» Prompt: Nothing but the records themselves, exactly as written and free of pictures, should appear in your response.

····················

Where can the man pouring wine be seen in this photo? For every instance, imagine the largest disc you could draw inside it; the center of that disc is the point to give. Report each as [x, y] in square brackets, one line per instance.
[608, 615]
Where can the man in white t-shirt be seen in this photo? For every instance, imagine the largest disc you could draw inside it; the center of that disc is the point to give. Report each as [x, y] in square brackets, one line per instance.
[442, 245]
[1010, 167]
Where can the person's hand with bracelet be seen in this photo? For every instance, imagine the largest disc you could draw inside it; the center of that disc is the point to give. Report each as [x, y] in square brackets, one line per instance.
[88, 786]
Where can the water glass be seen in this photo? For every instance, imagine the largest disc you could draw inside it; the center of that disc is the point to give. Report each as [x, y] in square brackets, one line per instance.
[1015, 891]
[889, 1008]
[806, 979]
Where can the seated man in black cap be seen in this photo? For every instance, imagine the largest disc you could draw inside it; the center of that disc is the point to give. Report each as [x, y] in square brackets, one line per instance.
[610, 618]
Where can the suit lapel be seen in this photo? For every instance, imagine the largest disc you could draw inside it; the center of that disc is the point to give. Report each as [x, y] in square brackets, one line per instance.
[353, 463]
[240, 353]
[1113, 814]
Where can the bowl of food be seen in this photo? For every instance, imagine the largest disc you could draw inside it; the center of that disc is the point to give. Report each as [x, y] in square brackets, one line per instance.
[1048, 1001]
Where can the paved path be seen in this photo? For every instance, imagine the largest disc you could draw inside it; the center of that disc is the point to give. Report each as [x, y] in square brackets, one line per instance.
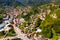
[19, 35]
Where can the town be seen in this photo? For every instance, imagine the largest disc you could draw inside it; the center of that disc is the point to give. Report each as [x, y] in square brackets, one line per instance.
[30, 23]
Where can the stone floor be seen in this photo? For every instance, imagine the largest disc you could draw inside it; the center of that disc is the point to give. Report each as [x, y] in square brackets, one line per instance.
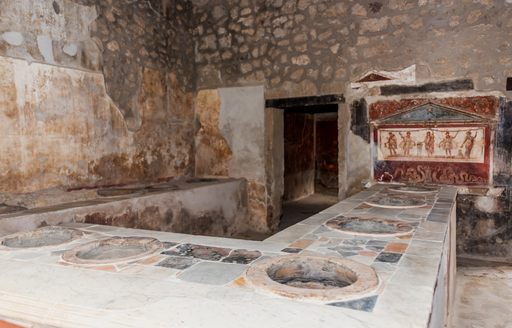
[298, 210]
[483, 297]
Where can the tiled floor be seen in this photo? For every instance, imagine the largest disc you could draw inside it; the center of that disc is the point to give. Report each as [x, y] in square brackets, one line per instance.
[483, 298]
[296, 211]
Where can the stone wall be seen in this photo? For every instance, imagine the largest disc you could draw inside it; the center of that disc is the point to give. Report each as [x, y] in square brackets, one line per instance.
[311, 47]
[94, 93]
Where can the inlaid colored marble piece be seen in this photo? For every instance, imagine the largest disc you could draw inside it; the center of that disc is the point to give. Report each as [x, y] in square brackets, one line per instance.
[396, 248]
[292, 250]
[369, 226]
[396, 202]
[364, 304]
[178, 262]
[199, 251]
[242, 256]
[301, 243]
[388, 257]
[213, 273]
[169, 244]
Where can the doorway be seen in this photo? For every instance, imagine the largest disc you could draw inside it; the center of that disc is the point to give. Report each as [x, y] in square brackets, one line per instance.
[310, 161]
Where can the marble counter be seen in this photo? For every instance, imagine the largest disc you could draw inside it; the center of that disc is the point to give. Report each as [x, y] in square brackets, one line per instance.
[199, 281]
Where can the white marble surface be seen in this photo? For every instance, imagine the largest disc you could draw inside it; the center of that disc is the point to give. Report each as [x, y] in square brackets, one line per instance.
[34, 287]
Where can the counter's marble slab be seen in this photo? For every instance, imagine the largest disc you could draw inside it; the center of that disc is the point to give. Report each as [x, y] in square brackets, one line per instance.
[199, 281]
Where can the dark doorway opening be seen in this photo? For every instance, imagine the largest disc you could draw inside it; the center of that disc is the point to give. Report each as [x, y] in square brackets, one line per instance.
[310, 161]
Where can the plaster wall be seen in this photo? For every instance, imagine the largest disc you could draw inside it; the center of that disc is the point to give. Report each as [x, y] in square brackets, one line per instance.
[230, 141]
[71, 118]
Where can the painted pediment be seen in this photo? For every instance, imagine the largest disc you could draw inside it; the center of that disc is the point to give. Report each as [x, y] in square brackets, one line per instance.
[430, 113]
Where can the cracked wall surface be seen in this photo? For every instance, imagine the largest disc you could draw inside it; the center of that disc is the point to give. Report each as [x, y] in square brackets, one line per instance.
[94, 93]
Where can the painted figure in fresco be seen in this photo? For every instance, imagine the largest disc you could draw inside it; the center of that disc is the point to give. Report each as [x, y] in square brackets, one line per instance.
[447, 143]
[429, 142]
[391, 144]
[407, 143]
[468, 143]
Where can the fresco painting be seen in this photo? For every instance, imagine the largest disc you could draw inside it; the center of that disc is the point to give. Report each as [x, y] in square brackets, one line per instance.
[446, 144]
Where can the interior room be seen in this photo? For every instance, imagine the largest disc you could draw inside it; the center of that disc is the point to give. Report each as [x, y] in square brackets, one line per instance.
[278, 163]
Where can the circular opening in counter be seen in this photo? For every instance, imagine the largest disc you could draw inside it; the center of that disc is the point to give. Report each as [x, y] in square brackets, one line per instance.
[313, 277]
[370, 226]
[414, 189]
[46, 236]
[113, 250]
[396, 202]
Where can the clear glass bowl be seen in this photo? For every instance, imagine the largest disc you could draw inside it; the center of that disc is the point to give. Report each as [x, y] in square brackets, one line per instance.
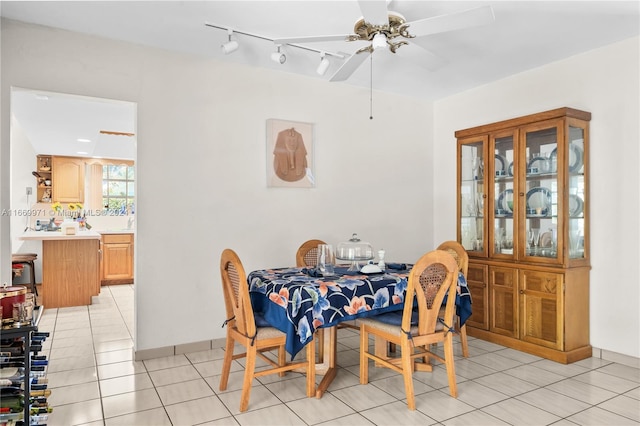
[354, 251]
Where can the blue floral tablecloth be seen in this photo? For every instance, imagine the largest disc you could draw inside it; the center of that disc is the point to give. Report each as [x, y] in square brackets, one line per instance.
[297, 302]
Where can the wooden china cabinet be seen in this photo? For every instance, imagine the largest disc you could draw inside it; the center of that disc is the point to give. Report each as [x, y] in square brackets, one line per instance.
[523, 216]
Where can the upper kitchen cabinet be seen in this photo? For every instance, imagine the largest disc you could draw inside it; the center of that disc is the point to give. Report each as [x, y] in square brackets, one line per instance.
[68, 179]
[43, 176]
[523, 216]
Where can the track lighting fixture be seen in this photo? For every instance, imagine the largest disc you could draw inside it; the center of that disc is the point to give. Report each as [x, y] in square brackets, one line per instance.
[324, 64]
[231, 45]
[278, 56]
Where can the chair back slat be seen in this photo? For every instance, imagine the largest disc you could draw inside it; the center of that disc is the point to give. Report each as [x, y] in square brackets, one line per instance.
[307, 254]
[458, 252]
[236, 293]
[430, 279]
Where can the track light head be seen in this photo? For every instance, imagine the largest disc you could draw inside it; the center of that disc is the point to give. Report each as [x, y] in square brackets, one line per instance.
[379, 40]
[324, 65]
[230, 46]
[278, 57]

····················

» Answer to the exercise:
Where can the man pouring wine be seen in this photo? For every instance, imagine the largest disc you could draw inside it; the center of that disc is the point to give. Report each as [x, y] in square brackets, one line per instance.
[608, 615]
Where can the man in white t-shirt be seen in this photo? For every instance, imagine the largest disc you could draw inside it; the center of that disc is the point to give. Report each as [x, y] in square brackets, one line per instance.
[442, 245]
[1010, 167]
Where can the person's hand with bracelet be seen in this photo? For every instance, imagine the largest disc you could draw inside it; the center of that disc is the point to give. Report each as [x, y] in square brackets, one line per instance.
[88, 786]
Where can the water glass be seen in this photo? For every instance, imagine the largest disc you could draw inside it; the center of that disc is the point to give. Report each as [x, y] in square brackets, one line per instance.
[1015, 891]
[889, 1008]
[806, 979]
Where can the seated man in black cap be seen in this photo? For every instance, imagine the largest disc you could draw inside it; the center of that disc is the point to give. Report each as [x, y] in square brackets, one line per instance.
[610, 618]
Where can the suit lapel be seen in this photo? For every instance, imagine the largest disc you could draw inside it; the center of that disc is the point to give. Report each as [x, y] in square brackets, one line per instance.
[353, 463]
[240, 353]
[1113, 814]
Where can the bowl of food be seen in this photo? For every instance, imagine the largest disc you could draw inside it; the center of that disc is the point to give. Report each as [x, y] in square brackets, one line per instance.
[1048, 1001]
Where can the paved path be seen in this photo? For every instance, imagine the largest disc you could draw inside it; the center of that disc is the point to give. Report each as [x, y] in square brackets, one line per instance.
[19, 35]
Where can the town be seen in this photo? For every instance, imagine the largest disc you could draw inside it; the center of that disc is the point to give. Report each as [x, y] in square brackets, one line per instance.
[30, 23]
Where can the stone floor be seen in this photo? For every instance, imagine the largest disc you could draw inside it; the center of that disc is the point to give. Report each as [x, y] in square brackets, one line per instance.
[298, 210]
[483, 297]
Where can the tiled floor be seen in this photo? For every instance, imagine the largest disc you could draw inside it; the center of that disc is the point to give. Report each as [x, y] in square brackets, one line per instance.
[483, 298]
[296, 211]
Where can the stone wall be seen in this photo? For every instance, imagine the largest disc you could draw inside it; the center of that disc is the point to give. Report each as [x, y] in square brackets, one line per instance.
[311, 47]
[94, 93]
Where can the inlaid colored marble piece be seen in this photo? For every instance, imagine the largest disc you could draw inside it; the center of that disc is the point to give. Report each as [x, y] in square brackets, one line per instance.
[396, 248]
[292, 250]
[369, 226]
[396, 202]
[364, 304]
[178, 262]
[199, 251]
[242, 256]
[301, 243]
[388, 257]
[213, 273]
[169, 244]
Where can the doorway be seen in this photo? For every instance, imagine the largest disc you could draw inside it; the center of that disc is the point to give. Report each as [x, y] in square brackets, one line per instance.
[310, 161]
Where can the marble counter be seen in this photo? For every instance, imagine the largest disc you could draw inside it; the center of that disc is the point to give. Report each as [x, y] in square brackets, one line per instance.
[199, 281]
Where can the white marble surface be seen in this photo? For every instance, imagine the largest disc you could draw inside it; the center of that disc is the point to give. Report each as [x, y] in square brackets, one line per instance.
[34, 287]
Where can the counter's marble slab be seen in this photo? For every instance, imagine the largest disc you could draw inside it; the center of that disc is the point to give. Report each as [x, y] in square brackets, one line per instance.
[199, 281]
Where can the dark doorway opening be seen in this photo? For every instance, imagine the largest disc you could draw inside it; the center of that disc is the point to give. Report each as [x, y] in square brackets, one line per instance.
[310, 161]
Where can the plaster wall be seen in this photo? For every instance, imagine the largest disc you could draw inside it; the center of that disc is the point to give. Report each as [x, y] in square brackets, one line per instance.
[230, 141]
[71, 118]
Where can the painted pediment be seen in this photo? For every instance, imagine the largest disc you could draw inside it; the center of that disc is the point to give. Report each as [x, y] in square brackets, one line per instance.
[430, 113]
Where can the cracked wall surface be seen in this photo? For every instance, imagine the largest disc you could draw inside it; the center of that disc is the point to give. Report each as [x, y] in square brackets, one line per instance.
[94, 93]
Where can the painted figure in fresco be seen in this photo? For every instance, imagine the largest disc you could draw inside it; the center of that disc is the point to give. Report each as [x, y] in square brackets, one line per instance.
[447, 143]
[429, 142]
[391, 144]
[407, 143]
[468, 143]
Where can the fresco painting be seen in this photo? For every instance, imagine the largest disc you could draw inside it; the center of that disc is the point to give. Report each as [x, y] in square brackets, one line per instance.
[446, 144]
Where can the interior room be seen in this photo? For every instance, imagine the largest disc you could draw inside it; the center of that disc is the point to give. Report each as [x, y] in square brackets, one line per instance.
[278, 163]
Where can the circular opening in counter be seen in this photo? For every instance, imagine the largest disc you could draw inside it; the center of that disc is the point to give. Report each as [x, y] in square brackets, one line per instance.
[313, 277]
[370, 226]
[414, 189]
[46, 236]
[113, 250]
[396, 202]
Where can the clear glass bowl be seen in this photo? For every instance, imagine the largest disc you could draw inside it; the center of that disc is the point to give. Report each as [x, y] in square brackets, one line per instance.
[354, 251]
Where can the blue floral tablecloth be seen in this photo? For every instance, imagine the largest disc you could draw inside it; the center of that disc is the point to give. Report each as [x, y] in square brackets, one line per instance.
[297, 302]
Where can the wooden china cabinet be seen in this photo? For every instance, imagine the largest disc you could draw inside it; the center of that disc is the point to give. Report each as [x, y] in square brackets, one line per instance.
[523, 216]
Where can the upper kitchen cabinet be seen in this photo? For every instance, imagine the largest disc you could draw inside it; the center of that disc is the point to give. Report each as [x, y] in square brackets, one line per instance.
[68, 179]
[43, 176]
[523, 216]
Where can the track lighting fixture be seen in this photo? For every instance, imagine the largest disc you could draw inside it; the center of that disc is the point to give. Report each as [x, y] in square brackets, one line per instance.
[324, 64]
[231, 45]
[278, 56]
Where can the chair back slat be seen in this photo? For every instance, imagine the largest disc you could draw inside it; the center of that disc is the point to give. Report each as [x, y] in square brackets, one line per instance.
[307, 254]
[458, 252]
[236, 293]
[430, 279]
Where can the track light head be seen in this photo? For every instance, imagine the largest disc you could draw inside it; the center of that disc is the point to give. Report each as [x, y] in square brackets, one line per instance.
[379, 40]
[324, 65]
[230, 46]
[278, 57]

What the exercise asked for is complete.